Alıntı metin.

((

57,58.Firavun: “Ey Mûsâ! Sen etkili bilginle bizi topraklarımızdan çıkarmak için mi geldin bize? O hâlde biz de senin etkili bilgin gibi bir etkili bilgi ile sana geleceğiz. Şimdi bizimle senin aranda bir buluşma zamanı/yeri belirle ki; bizim ve senin karşı çıkmayacağımız düz ve geniş bir yer olsun” dedi.

59.Mûsâ: “Sizinle buluşma zamanı, tören, şenlik günü ve insanların toplanacağı kuşluk vaktidir” dedi.

***

60.Bunun üzerine Firavun sırt çevirdi de düzenlerini-planlarını topladı, sonra geldi.

61.Mûsâ onlara dedi ki: “Yazıklar olsun size! Allah’a yalan uydurmayın. Sonra bir azap ile kökünüzü keser. Gerçekten, uyduran zarar etmiştir.”

62.Bunun üzerine etkili bilginler aralarında işlerini tartıştılar ve “63,64.Bu ikisi kesinlikle etkili bilginlerdir; etkili bilgileriyle sizi topraklarınızdan çıkarmak ve de en iyi örnek yolumuzu yok etmek istiyorlar. Onun için bütün tuzaklarınızı bir araya getirin, sonra sıralar hâlinde gelin. Bugün üstün gelen kesinlikle zafer kazanmıştır” dedikleri şeklindeki fısıldaşmalarını gizli tuttular.

65.Etkili bilginler: “Ey Mûsâ! Ya sen ortaya koyacaksın veyahut ilk ortaya koyan kişiler biz olalım” dediler.

))

Görev listesi.
A - Mûsâ ile Firavun'a dair metne göre Mûsâ buluşma zamanı olarak neyi belirliyor?
B - Aşağıdaki ifadeler Mûsâ ile Firavun'a dair metinle uyuşuyor mu? Her biri için evet ya da hayır deyin ve metinden belirleyici sözleri aynen aktarın.
(i) Firavun buluşma yerinin düz ve geniş olmasını istiyor.
(ii) Mûsâ buluşmayı akşam vaktine koyuyor.
(iii) Etkili bilginler aralarındaki fısıldaşmayı açığa vuruyor.
C - Mûsâ ile Firavun'a dair metni, bittiği yerden sürdürün.

Verilen malzeme.
((

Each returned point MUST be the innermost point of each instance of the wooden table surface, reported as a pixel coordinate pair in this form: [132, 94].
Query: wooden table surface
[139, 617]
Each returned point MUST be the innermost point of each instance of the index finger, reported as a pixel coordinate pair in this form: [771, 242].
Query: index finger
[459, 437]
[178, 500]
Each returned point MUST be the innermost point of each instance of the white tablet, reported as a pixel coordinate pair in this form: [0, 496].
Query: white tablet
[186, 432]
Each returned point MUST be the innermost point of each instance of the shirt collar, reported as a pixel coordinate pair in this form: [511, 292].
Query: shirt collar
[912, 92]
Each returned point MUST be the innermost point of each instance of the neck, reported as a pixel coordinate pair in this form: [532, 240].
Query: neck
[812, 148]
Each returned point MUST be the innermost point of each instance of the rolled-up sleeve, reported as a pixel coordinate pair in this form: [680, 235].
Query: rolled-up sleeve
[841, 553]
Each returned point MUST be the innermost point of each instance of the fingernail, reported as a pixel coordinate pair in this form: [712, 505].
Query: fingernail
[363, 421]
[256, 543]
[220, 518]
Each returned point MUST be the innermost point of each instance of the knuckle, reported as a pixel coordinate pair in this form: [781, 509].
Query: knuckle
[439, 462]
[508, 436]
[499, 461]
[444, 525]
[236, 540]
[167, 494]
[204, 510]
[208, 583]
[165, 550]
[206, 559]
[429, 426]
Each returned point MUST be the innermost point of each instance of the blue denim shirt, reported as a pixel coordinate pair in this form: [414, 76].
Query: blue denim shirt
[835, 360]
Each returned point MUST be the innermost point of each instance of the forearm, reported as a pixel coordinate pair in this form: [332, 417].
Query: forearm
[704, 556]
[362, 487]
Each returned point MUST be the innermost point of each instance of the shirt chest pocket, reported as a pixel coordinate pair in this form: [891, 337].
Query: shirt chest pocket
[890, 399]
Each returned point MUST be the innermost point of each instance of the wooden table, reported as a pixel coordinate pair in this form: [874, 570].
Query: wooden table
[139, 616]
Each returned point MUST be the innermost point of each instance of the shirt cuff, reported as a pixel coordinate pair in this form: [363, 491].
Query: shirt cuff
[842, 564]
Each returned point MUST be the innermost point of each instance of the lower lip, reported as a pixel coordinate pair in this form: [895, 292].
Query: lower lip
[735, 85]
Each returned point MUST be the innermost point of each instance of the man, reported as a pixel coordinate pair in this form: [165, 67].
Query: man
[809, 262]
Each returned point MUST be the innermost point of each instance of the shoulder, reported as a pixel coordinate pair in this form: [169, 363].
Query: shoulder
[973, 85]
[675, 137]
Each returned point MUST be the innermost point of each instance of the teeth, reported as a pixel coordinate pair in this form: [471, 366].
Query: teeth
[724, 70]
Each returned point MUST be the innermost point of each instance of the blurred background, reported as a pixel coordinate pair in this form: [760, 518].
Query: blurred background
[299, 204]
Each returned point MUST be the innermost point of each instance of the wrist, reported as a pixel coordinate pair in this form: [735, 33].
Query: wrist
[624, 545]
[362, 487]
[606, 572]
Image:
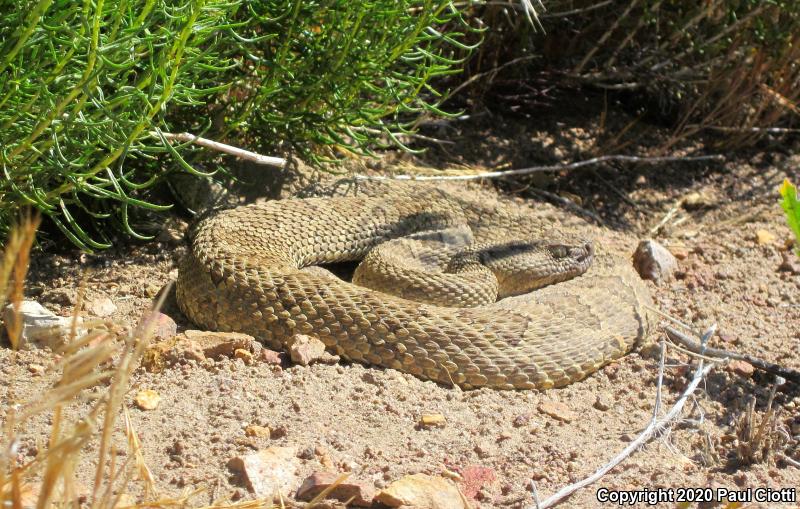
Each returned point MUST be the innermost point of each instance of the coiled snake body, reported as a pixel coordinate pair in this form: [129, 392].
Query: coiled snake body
[245, 273]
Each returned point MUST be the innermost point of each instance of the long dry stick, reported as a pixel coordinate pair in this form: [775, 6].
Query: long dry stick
[227, 149]
[654, 427]
[547, 168]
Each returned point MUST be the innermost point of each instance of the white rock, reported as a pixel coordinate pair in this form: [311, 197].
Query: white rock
[269, 471]
[102, 307]
[423, 492]
[653, 261]
[39, 326]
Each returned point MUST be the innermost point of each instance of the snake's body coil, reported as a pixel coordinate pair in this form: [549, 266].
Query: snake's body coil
[244, 273]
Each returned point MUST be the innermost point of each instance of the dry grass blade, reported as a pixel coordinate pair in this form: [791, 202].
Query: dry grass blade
[759, 442]
[14, 268]
[88, 361]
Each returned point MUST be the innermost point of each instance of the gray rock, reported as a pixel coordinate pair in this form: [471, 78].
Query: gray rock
[38, 326]
[653, 261]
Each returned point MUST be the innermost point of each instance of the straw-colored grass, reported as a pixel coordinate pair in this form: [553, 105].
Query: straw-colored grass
[100, 359]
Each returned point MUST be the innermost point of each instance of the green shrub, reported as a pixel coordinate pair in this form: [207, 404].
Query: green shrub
[84, 85]
[791, 207]
[723, 65]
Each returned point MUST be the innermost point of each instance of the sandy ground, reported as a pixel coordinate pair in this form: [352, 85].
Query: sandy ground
[348, 417]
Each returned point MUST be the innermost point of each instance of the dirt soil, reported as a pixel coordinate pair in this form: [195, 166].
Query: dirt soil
[721, 220]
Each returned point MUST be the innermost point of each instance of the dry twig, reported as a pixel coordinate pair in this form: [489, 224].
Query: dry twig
[547, 168]
[769, 367]
[221, 147]
[656, 425]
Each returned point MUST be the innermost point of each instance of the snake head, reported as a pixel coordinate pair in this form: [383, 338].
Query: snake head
[524, 266]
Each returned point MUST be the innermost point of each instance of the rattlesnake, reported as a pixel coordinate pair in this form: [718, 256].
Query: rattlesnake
[244, 272]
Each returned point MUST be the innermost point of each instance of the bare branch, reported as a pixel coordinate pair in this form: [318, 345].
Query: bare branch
[769, 367]
[547, 168]
[654, 427]
[227, 149]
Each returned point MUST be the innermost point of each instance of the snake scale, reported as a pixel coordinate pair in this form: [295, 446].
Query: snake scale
[246, 272]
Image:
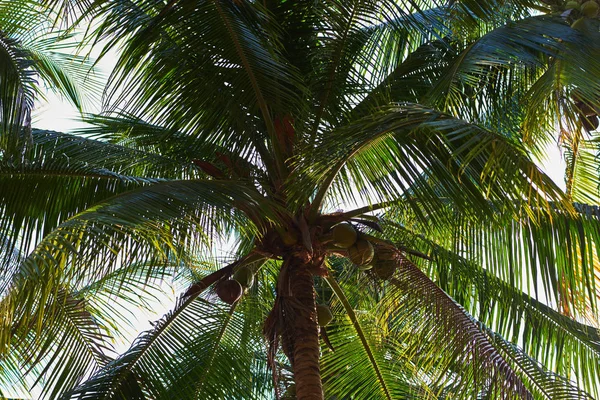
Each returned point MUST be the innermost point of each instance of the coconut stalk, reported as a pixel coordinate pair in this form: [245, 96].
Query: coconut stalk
[293, 321]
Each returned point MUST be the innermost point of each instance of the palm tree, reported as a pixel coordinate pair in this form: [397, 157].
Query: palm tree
[372, 159]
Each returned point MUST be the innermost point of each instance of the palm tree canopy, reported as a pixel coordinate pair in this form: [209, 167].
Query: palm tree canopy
[266, 124]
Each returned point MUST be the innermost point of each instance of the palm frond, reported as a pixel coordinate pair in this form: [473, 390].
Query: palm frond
[427, 158]
[223, 348]
[164, 220]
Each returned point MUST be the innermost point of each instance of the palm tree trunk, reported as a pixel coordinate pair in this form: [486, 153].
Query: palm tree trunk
[301, 314]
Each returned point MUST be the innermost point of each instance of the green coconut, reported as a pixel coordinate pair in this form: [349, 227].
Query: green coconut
[229, 291]
[362, 252]
[590, 123]
[244, 276]
[589, 9]
[289, 238]
[290, 393]
[384, 268]
[344, 235]
[572, 5]
[324, 315]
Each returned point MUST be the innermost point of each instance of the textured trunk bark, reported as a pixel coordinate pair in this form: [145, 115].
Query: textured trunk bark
[304, 332]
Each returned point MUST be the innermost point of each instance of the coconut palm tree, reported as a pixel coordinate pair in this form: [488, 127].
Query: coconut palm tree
[369, 167]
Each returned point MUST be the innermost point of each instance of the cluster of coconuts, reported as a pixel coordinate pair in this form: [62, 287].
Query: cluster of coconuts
[588, 8]
[362, 253]
[230, 290]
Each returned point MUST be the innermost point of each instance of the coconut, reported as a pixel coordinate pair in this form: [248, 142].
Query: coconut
[229, 291]
[344, 235]
[324, 315]
[245, 277]
[384, 268]
[590, 123]
[589, 9]
[585, 109]
[289, 238]
[572, 5]
[290, 392]
[362, 252]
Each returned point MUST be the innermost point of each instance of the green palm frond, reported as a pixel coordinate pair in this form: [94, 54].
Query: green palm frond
[224, 348]
[226, 41]
[71, 345]
[163, 221]
[426, 158]
[359, 362]
[499, 299]
[66, 175]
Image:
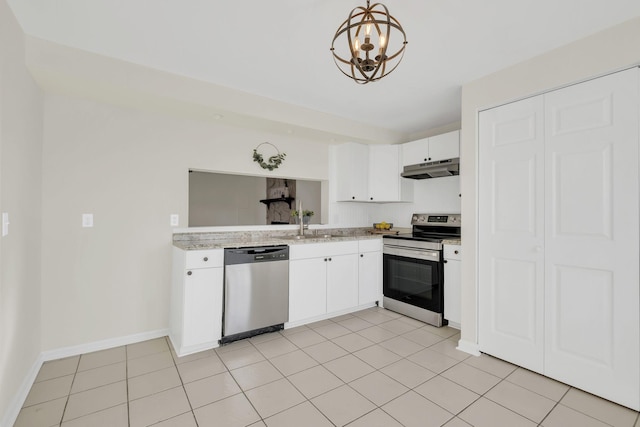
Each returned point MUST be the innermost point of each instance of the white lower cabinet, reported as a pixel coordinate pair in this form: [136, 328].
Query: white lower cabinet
[307, 288]
[452, 284]
[370, 271]
[342, 282]
[196, 300]
[326, 278]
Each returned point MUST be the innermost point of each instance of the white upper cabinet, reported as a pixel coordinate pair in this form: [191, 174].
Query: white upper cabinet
[351, 171]
[370, 174]
[439, 147]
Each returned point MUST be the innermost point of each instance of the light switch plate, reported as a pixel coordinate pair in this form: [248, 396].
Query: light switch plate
[87, 220]
[5, 223]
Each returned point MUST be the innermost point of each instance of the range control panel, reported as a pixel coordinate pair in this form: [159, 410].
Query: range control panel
[436, 219]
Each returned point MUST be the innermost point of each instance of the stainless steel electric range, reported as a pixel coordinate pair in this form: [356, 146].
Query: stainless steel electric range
[413, 267]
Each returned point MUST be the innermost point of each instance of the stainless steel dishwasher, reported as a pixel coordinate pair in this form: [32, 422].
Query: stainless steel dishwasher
[256, 291]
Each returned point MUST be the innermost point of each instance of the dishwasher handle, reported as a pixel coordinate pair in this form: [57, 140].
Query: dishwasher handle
[256, 254]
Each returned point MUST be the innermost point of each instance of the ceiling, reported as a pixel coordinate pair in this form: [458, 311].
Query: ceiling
[279, 50]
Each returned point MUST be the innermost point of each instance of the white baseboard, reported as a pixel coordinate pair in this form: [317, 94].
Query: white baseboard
[14, 408]
[75, 350]
[469, 347]
[20, 396]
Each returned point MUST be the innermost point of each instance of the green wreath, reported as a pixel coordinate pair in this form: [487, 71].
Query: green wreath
[272, 162]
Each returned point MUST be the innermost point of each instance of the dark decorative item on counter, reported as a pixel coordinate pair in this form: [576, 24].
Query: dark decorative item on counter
[272, 162]
[306, 216]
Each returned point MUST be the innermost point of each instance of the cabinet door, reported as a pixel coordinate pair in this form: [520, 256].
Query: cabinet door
[307, 288]
[415, 152]
[511, 232]
[384, 173]
[445, 146]
[202, 318]
[351, 162]
[369, 277]
[452, 284]
[342, 282]
[591, 294]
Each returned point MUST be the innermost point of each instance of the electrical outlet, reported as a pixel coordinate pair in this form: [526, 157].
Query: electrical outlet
[87, 220]
[5, 223]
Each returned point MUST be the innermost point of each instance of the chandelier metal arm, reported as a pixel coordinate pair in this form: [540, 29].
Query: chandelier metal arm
[364, 23]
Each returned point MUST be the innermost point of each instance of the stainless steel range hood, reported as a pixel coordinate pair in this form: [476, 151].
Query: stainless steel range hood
[435, 169]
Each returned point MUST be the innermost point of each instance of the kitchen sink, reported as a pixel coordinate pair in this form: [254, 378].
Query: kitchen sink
[308, 236]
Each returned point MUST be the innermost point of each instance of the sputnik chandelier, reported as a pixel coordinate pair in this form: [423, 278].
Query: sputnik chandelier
[374, 44]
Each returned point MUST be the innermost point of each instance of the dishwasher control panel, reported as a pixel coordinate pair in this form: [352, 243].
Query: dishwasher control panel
[256, 254]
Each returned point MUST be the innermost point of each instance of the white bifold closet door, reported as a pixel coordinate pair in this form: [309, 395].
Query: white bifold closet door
[511, 228]
[562, 297]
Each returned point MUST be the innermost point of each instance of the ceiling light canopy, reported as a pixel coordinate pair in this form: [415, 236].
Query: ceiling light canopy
[369, 44]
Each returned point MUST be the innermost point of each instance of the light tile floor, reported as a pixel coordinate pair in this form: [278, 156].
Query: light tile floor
[374, 368]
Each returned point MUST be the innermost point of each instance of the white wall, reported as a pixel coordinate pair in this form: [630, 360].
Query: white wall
[20, 196]
[607, 51]
[129, 168]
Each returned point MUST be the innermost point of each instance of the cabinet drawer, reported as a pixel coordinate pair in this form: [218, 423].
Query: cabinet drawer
[316, 250]
[205, 259]
[452, 252]
[370, 245]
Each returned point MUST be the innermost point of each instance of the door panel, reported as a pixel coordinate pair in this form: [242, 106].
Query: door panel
[514, 292]
[511, 233]
[342, 282]
[583, 327]
[592, 335]
[582, 192]
[307, 288]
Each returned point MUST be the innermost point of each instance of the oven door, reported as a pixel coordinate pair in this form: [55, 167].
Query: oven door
[414, 277]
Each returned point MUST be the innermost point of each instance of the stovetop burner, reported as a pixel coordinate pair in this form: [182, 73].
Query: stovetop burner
[430, 228]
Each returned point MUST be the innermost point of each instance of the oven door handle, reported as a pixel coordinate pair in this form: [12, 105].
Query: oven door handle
[427, 255]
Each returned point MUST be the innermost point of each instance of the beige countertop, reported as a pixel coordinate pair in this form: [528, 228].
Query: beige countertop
[451, 241]
[202, 241]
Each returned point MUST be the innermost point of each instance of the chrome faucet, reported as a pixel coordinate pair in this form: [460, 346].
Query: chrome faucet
[300, 218]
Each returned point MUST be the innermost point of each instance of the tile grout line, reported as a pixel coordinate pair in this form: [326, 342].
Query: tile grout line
[554, 406]
[69, 395]
[175, 365]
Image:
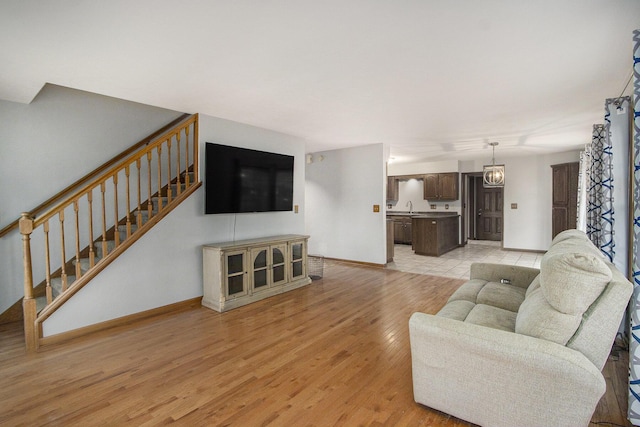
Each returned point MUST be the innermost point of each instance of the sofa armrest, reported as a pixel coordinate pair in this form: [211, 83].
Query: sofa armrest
[499, 378]
[517, 275]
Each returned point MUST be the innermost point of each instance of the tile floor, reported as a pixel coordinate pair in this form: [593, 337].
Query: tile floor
[457, 262]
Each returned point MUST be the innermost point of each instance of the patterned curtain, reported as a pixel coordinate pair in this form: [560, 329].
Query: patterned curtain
[600, 198]
[634, 341]
[584, 174]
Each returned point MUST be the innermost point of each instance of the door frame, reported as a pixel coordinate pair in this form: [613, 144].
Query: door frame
[469, 207]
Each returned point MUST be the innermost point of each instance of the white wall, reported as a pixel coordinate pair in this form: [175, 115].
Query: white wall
[340, 193]
[165, 266]
[47, 145]
[620, 144]
[529, 184]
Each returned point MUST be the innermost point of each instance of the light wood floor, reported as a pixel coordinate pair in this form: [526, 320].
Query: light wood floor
[333, 353]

))

Görev yanıtları.
A - Tören, şenlik gününü ve insanların toplanacağı kuşluk vaktini belirliyor.

B -
(i) Evet: "bizim ve senin karşı çıkmayacağımız düz ve geniş bir yer olsun"
(ii) Hayır: "insanların toplanacağı kuşluk vaktidir"
(iii) Hayır: "fısıldaşmalarını gizli tuttular"

C -
66.Mûsâ: “Tam tersi, siz ortaya koyun” dedi. Bir de ne görürsün! Onların birikimleri, eski inançları ve tezleri/çer-çöpleri/eften püften bilgileri, yaptıkları sihirden/hünerli gösterimden ötürü gözünde büyüdü. 67.Bu yüzden Mûsâ, içinde bir korku hissetti.

68,69.Biz: “Korkma, şüphesiz sen; en üstün olan sensin: Sen sahibi olduğun birikimi ortaya koy; o, onların yapıp ürettiklerini yutsun dursun. Şüphesiz onların yaptıkları ancak bir göz boyayıcısı hilesidir. Göz boyayıp etkileyen kişi ise, her nereye giderse gitsin zafer kazanamaz, başarılı olamaz” dedik.

***

70.Sonunda bütün etkili bilginler, “Mûsâ ile Hârûn’un Rabbine iman ettik” demek sûretiyle boyunlarını uzatıp teslim olmuş durumda bırakıldılar.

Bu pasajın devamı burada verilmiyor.